[Texto de referencia]

-------------------------

Y los aplausos se tornaron despidos: 8.000 sanitarios menos

Esos héroes y heroínas empezaran a conocer las tribulaciones del desempleo mientras se preguntan si mereció la pena arriesgar sus vidas y las de sus familiares más cercanos

Moreno Bonilla inaugurando el monumento homenaje a los sanitarios poco después de no renovar a 8.000

Hubo un tiempo, hace poco más de año y medio, donde todos vimos amenazadas nuestras vidas por un virus desconocido que se había originado en China y empezaba a recorrer el mundo a una velocidad impensable. El miedo a lo desconocido se apoderó de todos nosotros y nuestras  vidas, de pronto, se volvieron vulnerables ante la terrible probabilidad del contagio. Nos sentíamos vulnerables y empequeñecidos ante un riesgo que nunca habíamos podido imaginar y ante la terrible realidad de la muerte de conocidos y amigos. Aquello que semanas antes veíamos como muy lejano estaba ya entre nosotros.

-------------------------

[Entradas guardadas]

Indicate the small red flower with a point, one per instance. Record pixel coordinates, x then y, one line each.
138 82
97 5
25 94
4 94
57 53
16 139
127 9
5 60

-------------------------

[Instrucciones de trabajo]
**1)** Reproduce sin cambios el fragmento del artículo sobre los despidos de sanitarios que comienza en las palabras "Hubo un tiempo, hace" y termina después de "ya entre nosotros.".
**2)** Según el artículo sobre los despidos de sanitarios, ¿dónde se había originado el virus desconocido?
**3)** Prolonga el artículo sobre los despidos de sanitarios a partir de su última oración.

[Soluciones]
**1)**
Hubo un tiempo, hace poco más de año y medio, donde todos vimos amenazadas nuestras vidas por un virus desconocido que se había originado en China y empezaba a recorrer el mundo a una velocidad impensable. El miedo a lo desconocido se apoderó de todos nosotros y nuestras  vidas, de pronto, se volvieron vulnerables ante la terrible probabilidad del contagio. Nos sentíamos vulnerables y empequeñecidos ante un riesgo que nunca habíamos podido imaginar y ante la terrible realidad de la muerte de conocidos y amigos. Aquello que semanas antes veíamos como muy lejano estaba ya entre nosotros.

**2)** En China.

**3)**
Los hospitales empezaron a llenarse de personas enfermas que en su mayor parte terminaban en las unidades de cuidados intensivos mientras los profesionales sanitarios se veían desbordados por aquella marea mortal ante la que no contaban ni con los más elementales medios de protección, más allá de su propia vocación de servicio público y el amor por su profesión. Los medios de comunicación empezaban a mostrarnos imágenes alarmantes de pasillos de hospitales repletos de personas con síntomas de la enfermedad y de UCI donde se trabajaba desesperadamente para contener el número de víctimas de la desconocida enfermedad.

A medida que el miedo se apoderaba del conjunto de la sociedad el Gobierno de España junto a los de las Comunidades Autónomas trabajaban contra el reloj para procurar dotar al personal sanitario de los medios de protección más elementales que empezaban a escasear en el mercado mundial por la rápida transmisión del virus. La palabra EPI se incorporó a nuestro vocabulario cotidiano al ver como el personal sanitario hacía frente al virus en muchas ocasiones recurriendo a medios impensables como las bolsas de basura. Eran días difíciles y nunca terminaremos de agradecer el trabajo de nuestro personal sanitario, médicos, enfermeras, auxiliares, celadores, técnicos de emergencias, en fin todos aquellas y aquellos héroes anónimos que empezaban a quedar fijados en nuestras mentes.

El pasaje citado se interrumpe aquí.